===== Document excerpt

Cincinnati Rollergirls
- Metro area: Cincinnati, Ohio
- Country: United States
- Founded: 2005
- Teams: Black Sheep (A team) Violent Lambs (B team)
- Track type: Flat
- Venue: Schmidt Memorial Field House
- Affiliations: WFTDA
- Org. type: LLC
- Website: cincinnatirollergirls.com

= Cincinnati Rollergirls =

Roller derby league in Ohio, US

The Cincinnati Rollergirls is a women's flat track roller derby league based in Cincinnati, Ohio. Founded in 2005, the league currently consists of two teams which compete against teams from other leagues, and is a member of the Women's Flat Track Derby Association (WFTDA).

==History and structure==
The league was founded by Paula Estes and Christa Zielke in April 2005, wanting a new way to exercise. By the following year, they had enough skaters to form four teams: the Bloody Sundaes, Cincinnati Riots, Dames of Destruction and Full Metal Corsets. They played their first public bout in September 2006, selling out the 700-seat venue. By the following year, the league rationalized to two teams, and from 2008 it focused entirely on bouts against teams from other leagues.

The league affiliated with the Women's Flat Track Derby Association (WFTDA) in 2007, and reached fourth place in its North Central Region by 2009.

After playing its home games at the Cincinnati Gardens since 2006, where a 2011 high-water mark for attendance was 4100 fans, the league was forced to look for a new home when the Gardens was announced in 2016 to be slated for demolition. In February 2017 it was announced that the league was moving to the Schmidt Memorial Field House at Xavier University in time for its 2017 season.

Cincinnati Rollergirls is a limited liability corporation with two teams; the Black Sheep is the league's A team, and its B team is the Violent Lambs.

==WFTDA competition==
For their first season as a WFTDA member in 2008, Cincinnati was placed in the East Region, and competed at that year's Eastern Regional Tournament as the 11th seed, and went 2-2 with victories against Grand Raggidy Roller Girls and Minnesota Rollergirls and losses against Boston and Charm City Roller Girls to finish in ninth place. In 2009, now part of the North Central Region, Cincinnati was the fourth seed at the North Central Regional Tournament, and finished in fourth place with a 126-62 loss to Detroit.

==========
===== Stored data

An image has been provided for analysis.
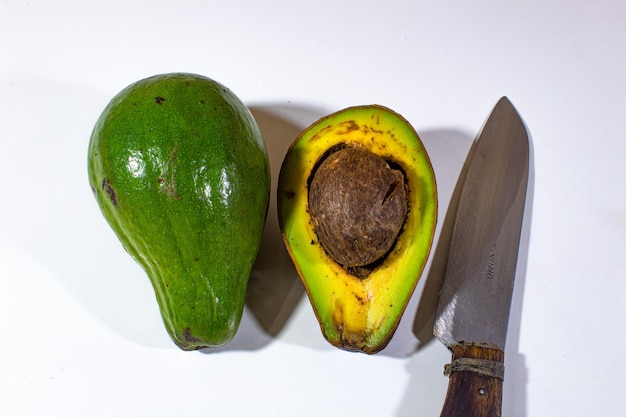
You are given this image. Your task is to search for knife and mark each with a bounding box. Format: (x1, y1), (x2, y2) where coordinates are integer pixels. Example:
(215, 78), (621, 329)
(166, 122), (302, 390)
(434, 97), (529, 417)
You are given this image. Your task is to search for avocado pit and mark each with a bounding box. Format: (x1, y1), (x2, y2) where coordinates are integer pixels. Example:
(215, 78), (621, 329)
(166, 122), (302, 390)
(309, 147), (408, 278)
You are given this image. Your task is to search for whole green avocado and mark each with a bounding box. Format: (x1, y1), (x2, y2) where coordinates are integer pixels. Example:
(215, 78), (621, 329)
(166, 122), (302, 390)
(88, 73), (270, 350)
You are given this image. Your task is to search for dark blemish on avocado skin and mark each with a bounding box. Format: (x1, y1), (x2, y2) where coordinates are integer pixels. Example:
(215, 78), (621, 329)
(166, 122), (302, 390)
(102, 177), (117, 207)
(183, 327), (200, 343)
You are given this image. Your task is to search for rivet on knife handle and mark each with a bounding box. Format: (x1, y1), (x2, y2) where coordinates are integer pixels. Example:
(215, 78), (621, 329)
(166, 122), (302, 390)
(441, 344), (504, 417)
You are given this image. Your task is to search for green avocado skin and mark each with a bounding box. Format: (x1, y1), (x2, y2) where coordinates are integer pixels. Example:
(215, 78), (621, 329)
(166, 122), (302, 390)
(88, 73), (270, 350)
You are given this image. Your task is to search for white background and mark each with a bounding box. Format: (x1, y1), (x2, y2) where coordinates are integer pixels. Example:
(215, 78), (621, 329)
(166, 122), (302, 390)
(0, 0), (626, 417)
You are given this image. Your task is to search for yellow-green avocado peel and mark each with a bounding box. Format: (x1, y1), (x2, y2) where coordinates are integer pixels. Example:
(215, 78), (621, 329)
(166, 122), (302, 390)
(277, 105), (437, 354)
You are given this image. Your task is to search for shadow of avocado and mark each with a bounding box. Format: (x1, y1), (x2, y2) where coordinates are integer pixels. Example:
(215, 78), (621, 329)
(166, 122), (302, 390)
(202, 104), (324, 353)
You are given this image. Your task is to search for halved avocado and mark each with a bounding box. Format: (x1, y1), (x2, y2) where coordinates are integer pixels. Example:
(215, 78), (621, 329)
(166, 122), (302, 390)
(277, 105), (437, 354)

==========

Tasks for this exercise:
A. Count the lines in the entries that contain the string "knife", treating uppercase and lowercase as distinct, and state only the number.
B. Resume the article on the Cincinnati Rollergirls, continuing from the point at which it ends.

Per-task outputs:
A. 2

B.
The league started 2010 strongly, winning their first seven bouts against WFTDA opposition, leading to them being seeded fourth for the 2010 North Central Region Playoff, where they again finished in fourth place, losing 164-143 to Mad Rollin' Dolls. In the 2011 Playoffs, Cincinnati were seeded fifth, but ultimately took eighth place, after a 157-99 loss to Brewcity Bruisers. As the seventh seed at the 2012 North Centrals, Cincinnati lost their first two games but recovered to defeat Chicago Outfit 180-166 to claim ninth place.

In 2013, the WFTDA changed their playoff structure, and Cincinnati qualified for the WFTDA Division 1 International Playoff tournament in Fort Wayne, Indiana as the eighth seed, finishing in eighth with a 275-95 loss to Wasatch Roller Derby. After missing Playoffs in 2014 and 2015, Cincinnati returned to Playoffs at the WFTDA Division 2 level in 2016 as the fourth seed in Lansing, Michigan, where they went 1-3 and ultimately finished in eighth place after a 220-174 loss to the Sac City Rollers.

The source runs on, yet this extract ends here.